◆ ЧТО СДЕЛАТЬ ◆
a. Ответьте по тексту о Владимире и церковном хоре:
(i) Какие предметы в школе были любимыми?
(ii) Сколько лет было Владимиру на вид, когда он подошел после службы?
(iii) Кого, по легендам, Учительница могла выучить петь?
b. Продолжите рассказ о Владимире, который захотел петь в церковном хоре. Пишите дальше, начиная сразу после фразы «Владимир начал учиться».

◆ ТЕКСТ ◆
--- --- ---

Aнна Бигдан

…В школе моими любимыми предметам были история и литература. Потому что про людей. Меня всегда интересовало, как личность влияет на историю, какие есть характеры и каковы их судьбы. Каждый раз история неповторима, как нет двух одинаковых людей на свете. Не обязательно быть знаменитым или богатым, чтобы стать достойным кисти художника и мир увидел тебя, даже если ты к тому времени его уже покинул…



ВЛАДИМИР

Представьте себе ночной кошмар любого псаломщика маленького женского хора. Во-первых, мужик, во-вторых, совершенно не умеющий петь, и в-третьих, упрям, как мул, и не привык слушать кого-то, кроме себя. Примерно так и было, когда мы познакомились с Владимиром. В один далеко не прекрасный день ко мне после службы подошел крепкий энергичный худощавый дядечка лет за 50 и поставил в известность, что он будет петь в хоре. Почему? Потому что ему так захотелось. Умеет петь? Нет, ну что вы, это ж такая ерунда, он быстренько научится. Чего там уметь-то! Главное, что в храме петь – это только рот открывать, а дальше за тебя всю работу ангелы сделают!

Сначала я пыталась его энергию направить в другое русло. В алтаре вот пономарей мало, а? Или чтецы мне позарез нужны. Но нет, Владимир желал петь, и точка. Тогда я пошла на крайние меры. Под тем предлогом, что обучать пению баса мне не хватает квалификации (что кстати чистая правда, я работала только с женскими хорами), я послала его к Учительнице. С тайной надеждой, что об этот кремень он зубы пообломает и исчезнет с моего горизонта. Про нее ходили легенды, что она может выучить петь даже глухой табурет, но характер у нее был ого-го, мало кто выдерживал. С возрастом она оставила учеников и помогала только тем, кому это нужно для церкви. Но я недооценила его упорство, по сравнению с которым бульдозер – всего лишь детский грузовик на веревочке. Владимир начал учиться.

--- --- ---

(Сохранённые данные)
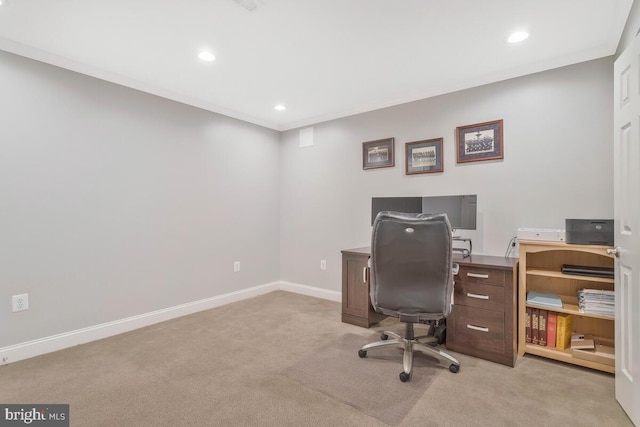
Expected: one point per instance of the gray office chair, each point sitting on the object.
(412, 279)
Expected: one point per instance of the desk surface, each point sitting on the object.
(471, 260)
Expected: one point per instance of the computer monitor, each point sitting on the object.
(461, 209)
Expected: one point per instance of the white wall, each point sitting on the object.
(115, 203)
(557, 164)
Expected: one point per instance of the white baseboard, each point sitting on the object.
(26, 350)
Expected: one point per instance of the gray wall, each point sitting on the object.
(557, 164)
(115, 203)
(631, 28)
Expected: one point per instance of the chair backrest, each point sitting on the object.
(411, 266)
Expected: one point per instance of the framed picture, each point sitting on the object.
(482, 141)
(378, 154)
(423, 156)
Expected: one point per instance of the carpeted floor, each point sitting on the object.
(365, 384)
(227, 367)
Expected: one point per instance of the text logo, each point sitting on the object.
(39, 415)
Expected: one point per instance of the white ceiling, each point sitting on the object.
(323, 59)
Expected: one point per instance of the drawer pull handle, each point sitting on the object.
(478, 276)
(478, 328)
(470, 295)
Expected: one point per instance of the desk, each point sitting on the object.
(483, 320)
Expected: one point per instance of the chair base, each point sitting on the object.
(410, 344)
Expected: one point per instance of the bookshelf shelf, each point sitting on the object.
(540, 271)
(570, 308)
(561, 275)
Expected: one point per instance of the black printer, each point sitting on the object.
(589, 231)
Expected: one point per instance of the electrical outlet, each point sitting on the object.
(20, 302)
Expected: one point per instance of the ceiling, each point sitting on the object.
(322, 59)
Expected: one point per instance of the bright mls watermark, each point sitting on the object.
(40, 415)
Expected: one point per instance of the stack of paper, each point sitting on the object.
(596, 301)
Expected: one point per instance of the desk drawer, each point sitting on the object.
(479, 329)
(472, 294)
(485, 276)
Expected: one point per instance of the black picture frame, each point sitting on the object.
(378, 154)
(424, 156)
(480, 141)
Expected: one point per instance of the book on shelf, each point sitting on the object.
(563, 330)
(542, 327)
(534, 325)
(582, 342)
(552, 319)
(582, 270)
(544, 300)
(527, 325)
(596, 301)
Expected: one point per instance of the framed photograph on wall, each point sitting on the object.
(423, 156)
(378, 154)
(482, 141)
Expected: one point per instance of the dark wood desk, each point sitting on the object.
(483, 320)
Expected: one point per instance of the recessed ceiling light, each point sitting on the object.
(204, 55)
(517, 37)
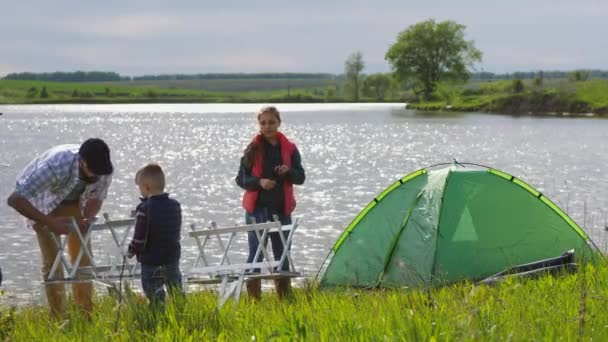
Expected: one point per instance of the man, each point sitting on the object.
(64, 183)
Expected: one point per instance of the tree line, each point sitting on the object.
(76, 76)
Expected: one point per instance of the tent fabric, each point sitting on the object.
(435, 227)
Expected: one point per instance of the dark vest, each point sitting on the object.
(164, 221)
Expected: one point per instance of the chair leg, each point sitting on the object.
(283, 287)
(254, 288)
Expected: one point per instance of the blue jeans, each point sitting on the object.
(265, 215)
(155, 277)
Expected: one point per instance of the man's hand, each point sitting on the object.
(267, 184)
(57, 225)
(84, 223)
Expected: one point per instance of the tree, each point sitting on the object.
(353, 66)
(517, 85)
(429, 52)
(579, 76)
(377, 85)
(539, 79)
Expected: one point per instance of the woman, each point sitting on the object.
(269, 168)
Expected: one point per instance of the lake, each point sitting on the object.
(351, 152)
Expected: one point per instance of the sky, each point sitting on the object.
(226, 36)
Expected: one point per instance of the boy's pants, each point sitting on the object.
(155, 277)
(55, 293)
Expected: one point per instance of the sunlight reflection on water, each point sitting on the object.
(350, 153)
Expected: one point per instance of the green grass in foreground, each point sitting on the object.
(570, 307)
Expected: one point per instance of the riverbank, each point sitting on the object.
(561, 98)
(42, 92)
(569, 307)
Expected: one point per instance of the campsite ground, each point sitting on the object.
(570, 307)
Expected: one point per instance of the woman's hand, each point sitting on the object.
(281, 170)
(267, 184)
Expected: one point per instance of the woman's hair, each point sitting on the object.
(253, 148)
(151, 175)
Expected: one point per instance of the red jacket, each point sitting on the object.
(250, 197)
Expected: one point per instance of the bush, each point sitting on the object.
(517, 86)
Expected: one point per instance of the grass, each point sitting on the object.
(553, 97)
(569, 307)
(242, 91)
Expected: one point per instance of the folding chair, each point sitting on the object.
(231, 275)
(118, 266)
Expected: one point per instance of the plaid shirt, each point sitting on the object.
(50, 178)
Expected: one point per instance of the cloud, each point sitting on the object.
(134, 37)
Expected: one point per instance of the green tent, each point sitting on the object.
(438, 226)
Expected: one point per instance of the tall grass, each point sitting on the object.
(568, 307)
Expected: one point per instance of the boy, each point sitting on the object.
(157, 234)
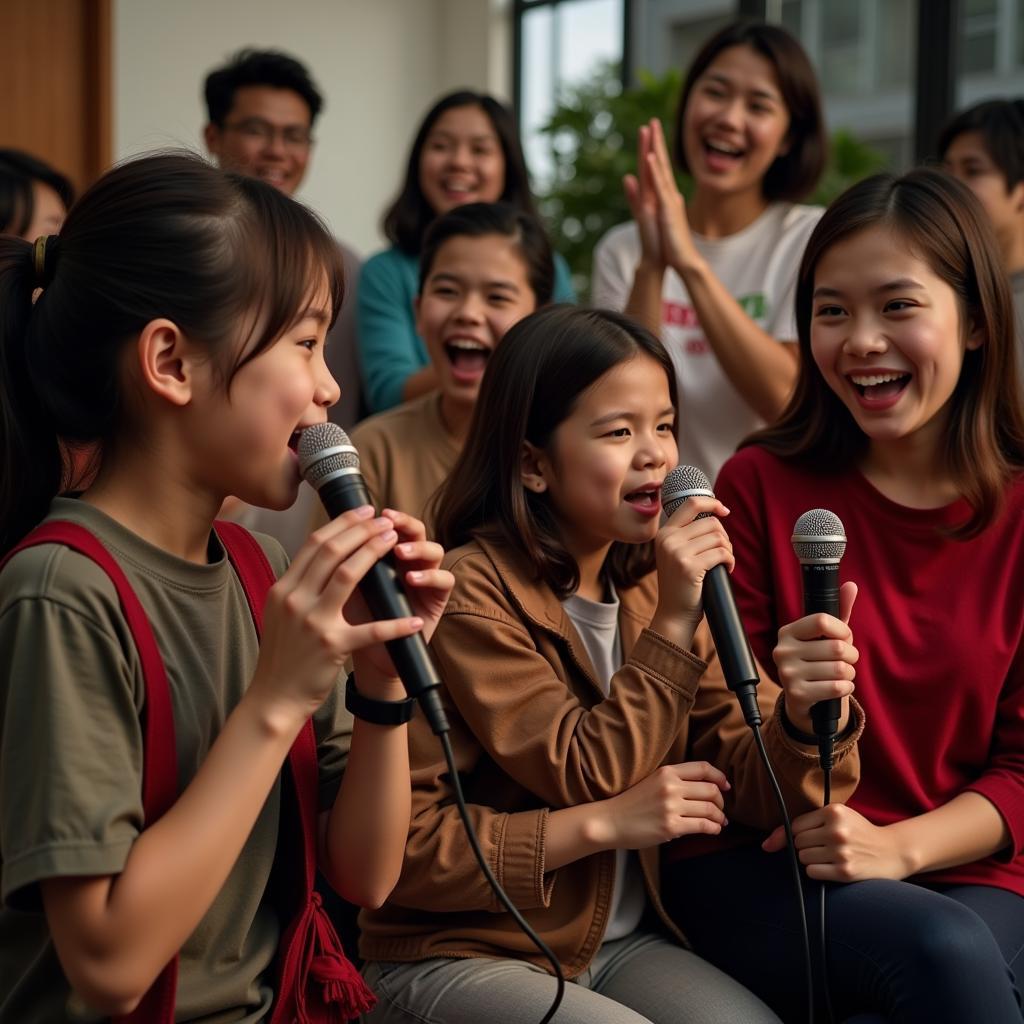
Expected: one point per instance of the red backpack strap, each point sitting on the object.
(160, 758)
(317, 981)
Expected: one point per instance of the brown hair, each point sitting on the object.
(164, 236)
(943, 223)
(530, 386)
(796, 172)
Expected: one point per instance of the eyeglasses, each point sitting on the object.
(256, 129)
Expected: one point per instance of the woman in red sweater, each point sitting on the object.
(905, 424)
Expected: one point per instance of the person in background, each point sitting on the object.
(34, 197)
(484, 266)
(262, 108)
(984, 147)
(465, 151)
(714, 276)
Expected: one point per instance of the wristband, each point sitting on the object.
(377, 712)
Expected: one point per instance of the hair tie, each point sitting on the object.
(44, 257)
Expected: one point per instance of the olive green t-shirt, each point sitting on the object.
(71, 756)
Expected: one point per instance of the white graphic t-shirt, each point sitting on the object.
(758, 266)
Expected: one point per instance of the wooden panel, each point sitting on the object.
(54, 80)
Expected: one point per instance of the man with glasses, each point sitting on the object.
(262, 105)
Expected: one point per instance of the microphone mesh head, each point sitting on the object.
(682, 482)
(324, 449)
(819, 537)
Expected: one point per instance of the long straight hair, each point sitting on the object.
(167, 237)
(943, 224)
(531, 384)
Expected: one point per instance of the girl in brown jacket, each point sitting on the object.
(582, 727)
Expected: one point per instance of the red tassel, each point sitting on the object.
(328, 988)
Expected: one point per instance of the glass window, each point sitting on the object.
(563, 45)
(990, 50)
(979, 22)
(842, 44)
(896, 42)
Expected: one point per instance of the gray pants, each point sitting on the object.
(641, 979)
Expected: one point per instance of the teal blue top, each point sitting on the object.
(389, 347)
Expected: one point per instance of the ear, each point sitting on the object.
(211, 135)
(167, 361)
(532, 468)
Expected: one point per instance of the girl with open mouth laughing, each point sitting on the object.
(714, 276)
(906, 424)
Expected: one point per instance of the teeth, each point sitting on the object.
(863, 380)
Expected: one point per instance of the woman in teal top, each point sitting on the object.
(466, 151)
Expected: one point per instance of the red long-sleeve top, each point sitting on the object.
(939, 624)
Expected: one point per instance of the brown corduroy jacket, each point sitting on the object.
(531, 732)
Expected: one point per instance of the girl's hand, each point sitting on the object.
(642, 199)
(427, 587)
(686, 548)
(306, 633)
(676, 800)
(815, 658)
(837, 844)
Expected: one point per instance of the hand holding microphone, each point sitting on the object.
(719, 604)
(815, 655)
(331, 465)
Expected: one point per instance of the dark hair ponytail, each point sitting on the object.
(167, 237)
(29, 446)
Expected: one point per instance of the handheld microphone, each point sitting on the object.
(819, 542)
(330, 465)
(720, 606)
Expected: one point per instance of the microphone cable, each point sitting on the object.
(826, 780)
(503, 897)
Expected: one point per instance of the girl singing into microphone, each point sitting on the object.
(906, 424)
(587, 705)
(146, 827)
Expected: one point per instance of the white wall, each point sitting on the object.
(380, 64)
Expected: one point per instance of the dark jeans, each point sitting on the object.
(897, 951)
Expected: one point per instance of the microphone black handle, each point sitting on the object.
(821, 595)
(730, 641)
(382, 591)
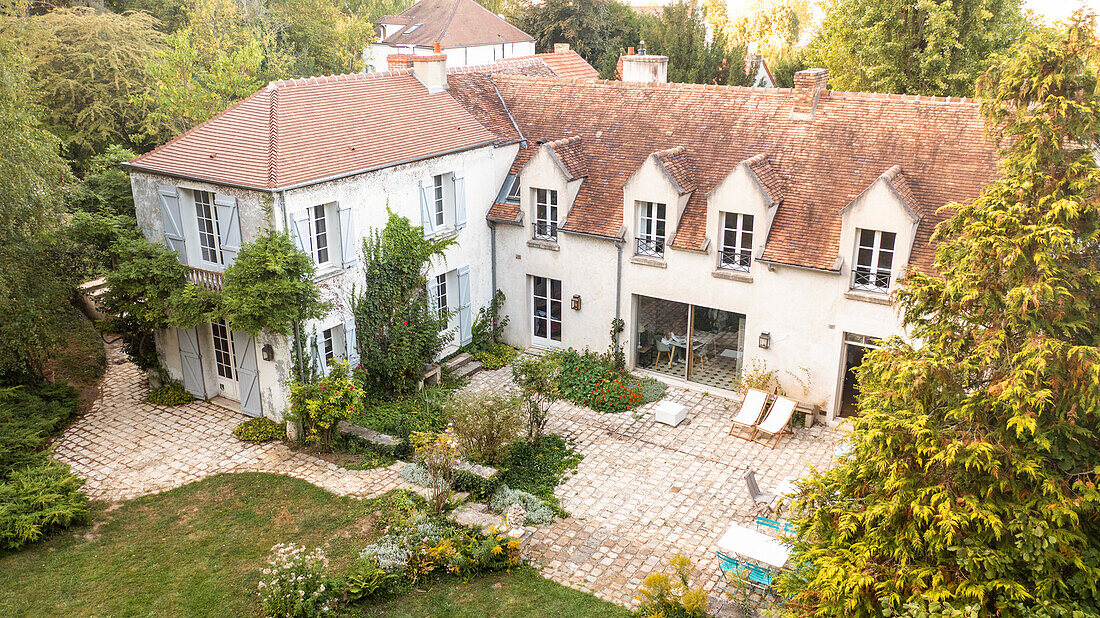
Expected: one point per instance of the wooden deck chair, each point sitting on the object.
(778, 420)
(749, 415)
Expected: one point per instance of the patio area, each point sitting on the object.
(647, 490)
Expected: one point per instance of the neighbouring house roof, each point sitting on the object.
(679, 167)
(812, 168)
(452, 23)
(299, 131)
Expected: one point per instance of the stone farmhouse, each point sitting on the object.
(735, 231)
(468, 33)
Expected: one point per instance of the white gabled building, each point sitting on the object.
(468, 34)
(732, 229)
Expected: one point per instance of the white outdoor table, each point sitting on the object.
(756, 545)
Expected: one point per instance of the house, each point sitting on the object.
(738, 232)
(468, 33)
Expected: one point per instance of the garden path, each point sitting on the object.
(646, 490)
(125, 448)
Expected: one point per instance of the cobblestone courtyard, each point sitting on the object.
(125, 448)
(646, 490)
(642, 493)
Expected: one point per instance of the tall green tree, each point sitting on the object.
(971, 486)
(913, 46)
(89, 72)
(397, 330)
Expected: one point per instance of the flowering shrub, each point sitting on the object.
(322, 405)
(586, 378)
(294, 583)
(538, 512)
(428, 548)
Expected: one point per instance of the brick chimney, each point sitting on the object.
(644, 68)
(396, 62)
(809, 85)
(431, 70)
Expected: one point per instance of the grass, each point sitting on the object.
(523, 592)
(198, 551)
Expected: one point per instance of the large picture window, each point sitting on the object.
(650, 236)
(736, 242)
(873, 261)
(546, 214)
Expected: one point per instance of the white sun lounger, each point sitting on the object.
(778, 420)
(747, 417)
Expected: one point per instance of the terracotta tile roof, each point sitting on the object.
(453, 23)
(679, 166)
(298, 131)
(767, 176)
(818, 166)
(570, 155)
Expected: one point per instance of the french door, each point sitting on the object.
(546, 311)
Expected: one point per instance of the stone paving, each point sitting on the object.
(125, 448)
(646, 490)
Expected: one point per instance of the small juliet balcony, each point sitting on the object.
(209, 279)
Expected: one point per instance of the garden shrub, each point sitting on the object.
(39, 499)
(586, 378)
(295, 583)
(484, 425)
(537, 468)
(320, 406)
(538, 512)
(172, 394)
(496, 355)
(261, 429)
(672, 595)
(428, 548)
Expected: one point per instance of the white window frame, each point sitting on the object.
(873, 277)
(206, 220)
(546, 214)
(737, 255)
(319, 229)
(652, 229)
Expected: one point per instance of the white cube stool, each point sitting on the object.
(670, 412)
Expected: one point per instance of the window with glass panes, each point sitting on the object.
(208, 227)
(650, 236)
(546, 213)
(873, 261)
(737, 242)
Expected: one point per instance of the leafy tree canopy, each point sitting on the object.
(90, 75)
(972, 483)
(913, 46)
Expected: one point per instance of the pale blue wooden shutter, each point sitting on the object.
(465, 334)
(300, 232)
(248, 373)
(229, 227)
(427, 217)
(172, 221)
(349, 251)
(460, 202)
(352, 350)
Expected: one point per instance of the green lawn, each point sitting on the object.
(198, 551)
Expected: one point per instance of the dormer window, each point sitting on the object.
(736, 242)
(650, 236)
(546, 214)
(873, 261)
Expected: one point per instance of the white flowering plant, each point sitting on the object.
(295, 583)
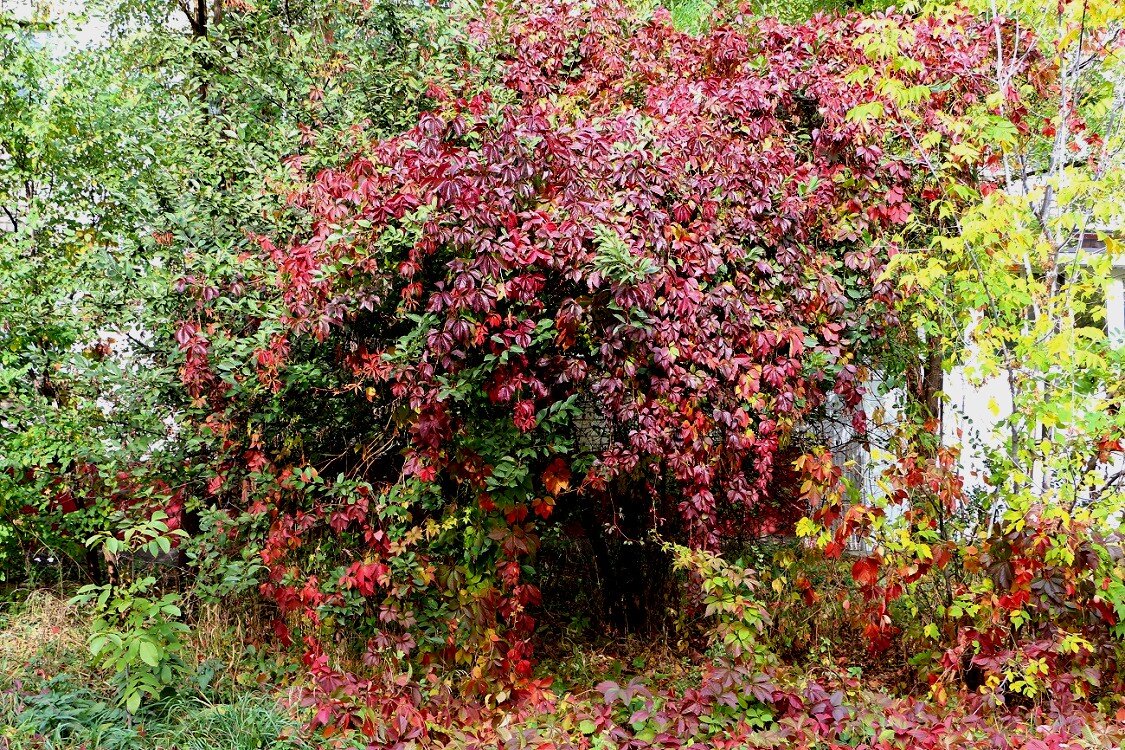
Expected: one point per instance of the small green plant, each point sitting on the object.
(136, 633)
(730, 597)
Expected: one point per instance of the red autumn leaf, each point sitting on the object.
(865, 570)
(557, 477)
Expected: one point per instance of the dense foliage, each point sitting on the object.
(435, 340)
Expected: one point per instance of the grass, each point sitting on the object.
(53, 698)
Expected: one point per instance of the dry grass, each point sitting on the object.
(44, 634)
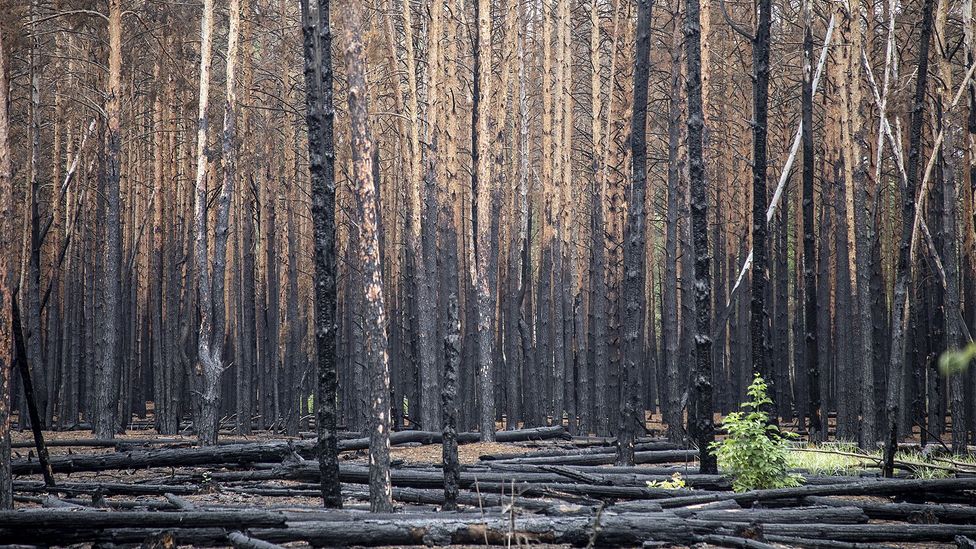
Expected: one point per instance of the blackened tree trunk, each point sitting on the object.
(700, 423)
(452, 359)
(6, 283)
(760, 112)
(671, 411)
(107, 374)
(810, 356)
(631, 417)
(903, 271)
(481, 220)
(380, 489)
(320, 115)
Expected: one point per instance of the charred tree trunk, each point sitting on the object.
(811, 358)
(631, 417)
(381, 497)
(317, 47)
(760, 114)
(109, 343)
(6, 285)
(700, 421)
(903, 276)
(481, 218)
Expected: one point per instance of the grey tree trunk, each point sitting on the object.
(700, 420)
(380, 489)
(903, 273)
(631, 418)
(107, 369)
(6, 284)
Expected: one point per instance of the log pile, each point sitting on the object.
(559, 494)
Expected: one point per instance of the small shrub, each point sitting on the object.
(754, 453)
(676, 482)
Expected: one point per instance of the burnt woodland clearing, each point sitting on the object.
(488, 272)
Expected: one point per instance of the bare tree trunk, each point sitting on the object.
(631, 418)
(380, 490)
(810, 355)
(903, 273)
(208, 346)
(481, 226)
(760, 114)
(107, 372)
(949, 251)
(452, 358)
(700, 420)
(671, 411)
(320, 118)
(6, 285)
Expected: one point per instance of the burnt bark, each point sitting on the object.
(631, 416)
(320, 115)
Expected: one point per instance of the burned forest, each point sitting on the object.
(616, 273)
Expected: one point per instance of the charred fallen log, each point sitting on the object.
(251, 452)
(880, 487)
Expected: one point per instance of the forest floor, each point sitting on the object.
(566, 492)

--- --- ---

◆ ОТВЕТЫ ◆
a.
(i) История и литература.
(ii) Лет за пятьдесят.
(iii) Даже глухой табурет.

b.
Ох и тяжело ж ему было! Всю свою жизнь Владимир работал начальником и очень кипятился, когда ему запрещали что-то делать. А на клиросе иначе никак, там демократии быть не может, сплошной тоталитарный режим и тирания. Я ему разрешала петь только то, что они прошли с Учительницей, а таких вещей было немного. Темпераментный Владимир долго стоять тихо не мог и время от времени начинал подвывать невпопад совершенно незнакомые ноты. Я на него строго косилась, грозила пальцем, он немного брыкался, но замолкал. Сколько раз он после службы пламенно вещал мне, что я деспот и затыкаю рот талантам, на что я ему возражала, что так как он мужчина в женском хоре, то любой его «косяк» будет слышен за версту, а у нас и так строй хромает, и дьякон глухой. Так мы бодались ним почти целый год.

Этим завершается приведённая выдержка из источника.